## What to produce
Retype every record that appears below, unchanged.

## Exercise data
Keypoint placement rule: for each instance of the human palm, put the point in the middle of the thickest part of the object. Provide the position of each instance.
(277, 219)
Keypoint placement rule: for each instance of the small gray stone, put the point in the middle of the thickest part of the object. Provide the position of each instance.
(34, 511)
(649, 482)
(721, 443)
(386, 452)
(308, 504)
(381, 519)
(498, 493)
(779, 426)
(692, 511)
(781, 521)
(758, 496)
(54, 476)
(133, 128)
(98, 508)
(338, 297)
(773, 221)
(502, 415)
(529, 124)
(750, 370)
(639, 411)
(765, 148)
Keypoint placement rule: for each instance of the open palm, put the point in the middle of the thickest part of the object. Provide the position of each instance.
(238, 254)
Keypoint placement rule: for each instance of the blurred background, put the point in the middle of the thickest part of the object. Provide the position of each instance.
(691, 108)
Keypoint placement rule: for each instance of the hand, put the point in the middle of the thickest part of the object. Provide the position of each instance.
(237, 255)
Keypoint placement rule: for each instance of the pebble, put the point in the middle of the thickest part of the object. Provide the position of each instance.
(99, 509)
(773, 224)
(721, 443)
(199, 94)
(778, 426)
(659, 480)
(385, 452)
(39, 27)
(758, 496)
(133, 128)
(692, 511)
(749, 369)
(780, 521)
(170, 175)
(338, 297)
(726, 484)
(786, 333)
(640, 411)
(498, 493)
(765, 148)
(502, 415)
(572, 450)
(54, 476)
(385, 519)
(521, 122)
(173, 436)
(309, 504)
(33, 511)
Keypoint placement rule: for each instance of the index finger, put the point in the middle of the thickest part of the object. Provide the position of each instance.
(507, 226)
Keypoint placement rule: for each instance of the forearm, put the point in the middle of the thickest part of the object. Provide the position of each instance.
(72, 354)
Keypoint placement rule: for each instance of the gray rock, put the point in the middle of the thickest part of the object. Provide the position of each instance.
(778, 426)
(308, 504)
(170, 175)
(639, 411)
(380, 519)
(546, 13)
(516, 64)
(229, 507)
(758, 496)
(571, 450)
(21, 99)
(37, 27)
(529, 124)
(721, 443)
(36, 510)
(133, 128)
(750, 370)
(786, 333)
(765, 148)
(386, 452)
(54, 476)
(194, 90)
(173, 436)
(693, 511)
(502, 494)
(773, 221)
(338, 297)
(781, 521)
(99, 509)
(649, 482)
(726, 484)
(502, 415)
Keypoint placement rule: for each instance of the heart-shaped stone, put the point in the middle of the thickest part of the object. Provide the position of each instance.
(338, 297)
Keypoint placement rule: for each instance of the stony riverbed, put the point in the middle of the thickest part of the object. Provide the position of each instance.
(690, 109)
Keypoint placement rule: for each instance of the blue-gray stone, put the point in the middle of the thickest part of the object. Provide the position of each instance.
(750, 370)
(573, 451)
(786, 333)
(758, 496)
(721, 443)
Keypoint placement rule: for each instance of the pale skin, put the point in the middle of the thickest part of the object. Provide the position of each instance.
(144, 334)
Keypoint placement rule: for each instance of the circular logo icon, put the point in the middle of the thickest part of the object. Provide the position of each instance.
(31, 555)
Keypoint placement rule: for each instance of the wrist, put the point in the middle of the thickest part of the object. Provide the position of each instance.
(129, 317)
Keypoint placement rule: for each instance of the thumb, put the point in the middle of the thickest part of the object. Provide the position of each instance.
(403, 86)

## Your response
Keypoint placement rule: for each instance of the human palm, put the point in the middle of the thickest part of the object. Provide the position of each instance.
(277, 219)
Keypoint placement rule: for each instance of the small gray stone, put the point in the middle of the thickest part of the object. Provide the position of each instance.
(34, 511)
(649, 482)
(721, 443)
(386, 452)
(308, 504)
(381, 519)
(498, 493)
(779, 426)
(692, 511)
(781, 521)
(758, 496)
(54, 476)
(133, 128)
(98, 508)
(338, 297)
(773, 221)
(502, 415)
(529, 124)
(750, 370)
(639, 411)
(765, 148)
Keypoint placement rule: for each instance of the open palm, put the point in the middle of the thickest part of the object. Provide the position of each instance.
(238, 254)
Keypoint placement rule: for each instance of the blurred background, put the point in the middle of the thickest part of the object. Provide the position of each instance.
(691, 108)
Keypoint placement rule: for each instance of the hand, put the point in the middle of the thickest part of the object. Provide the position of each instance.
(237, 255)
Keypoint placement rule: for each instance of the pebble, put the point in the middle of the thickest part of the object. Provide the position of each instance.
(99, 509)
(773, 224)
(721, 443)
(199, 94)
(778, 426)
(659, 480)
(385, 452)
(39, 27)
(758, 496)
(133, 128)
(692, 511)
(749, 369)
(780, 521)
(170, 175)
(338, 297)
(726, 484)
(786, 333)
(640, 411)
(498, 493)
(765, 148)
(502, 415)
(572, 450)
(54, 476)
(385, 519)
(521, 122)
(173, 436)
(309, 504)
(33, 511)
Keypoint placement rule: for each instance of the index finger, put the point in the middle of the thickest part of the object. Provide the position of each instance.
(507, 226)
Keypoint placement rule: for each instance of the forearm, put the point in the middle of the thickest part of the object. Provide the position of each instance.
(72, 354)
Keypoint placement rule: for each instance of the gray rock, put the point in the middle of the thickest part of the object. Provide the position of each instance.
(778, 426)
(308, 504)
(170, 175)
(639, 411)
(380, 519)
(546, 13)
(516, 64)
(229, 507)
(758, 496)
(571, 450)
(21, 99)
(37, 27)
(529, 124)
(721, 443)
(36, 510)
(133, 128)
(750, 370)
(786, 333)
(765, 148)
(386, 452)
(54, 476)
(194, 90)
(173, 436)
(693, 511)
(502, 494)
(773, 221)
(338, 297)
(781, 521)
(99, 509)
(649, 482)
(726, 484)
(502, 415)
Keypoint placement rule: for each instance of the heart-shaped stone, put the point in the middle of the thickest part of the object. Provide the position of each instance.
(338, 297)
Keypoint placement rule: for each instance of the stony riverbed, put the point in the middle of the thickest part of the object. Provide the position of each instance.
(690, 109)
Keypoint placement rule: for each instance of the blue-gray stone, put the point in the middle of the thickest part of the object. Provide the position of each instance.
(750, 370)
(573, 451)
(786, 333)
(758, 496)
(721, 443)
Keypoint placement rule: for each instance of the pale skin, put the point in the middle of the thickest part of the object. Provide the position of each instance.
(144, 334)
Keypoint placement rule: for each instance of the circular logo icon, put the point in the middle of the thickest part of the object. Provide the position of each instance.
(31, 555)
Keypoint placement rule: for each instance of the wrist, put the point in the middle of the thickest part of the object. Provide the position of each instance.
(129, 317)
Keypoint placement rule: for each instance of the thumb, put the point in the middle of the thickest part of the object. Provide the position of each instance.
(403, 86)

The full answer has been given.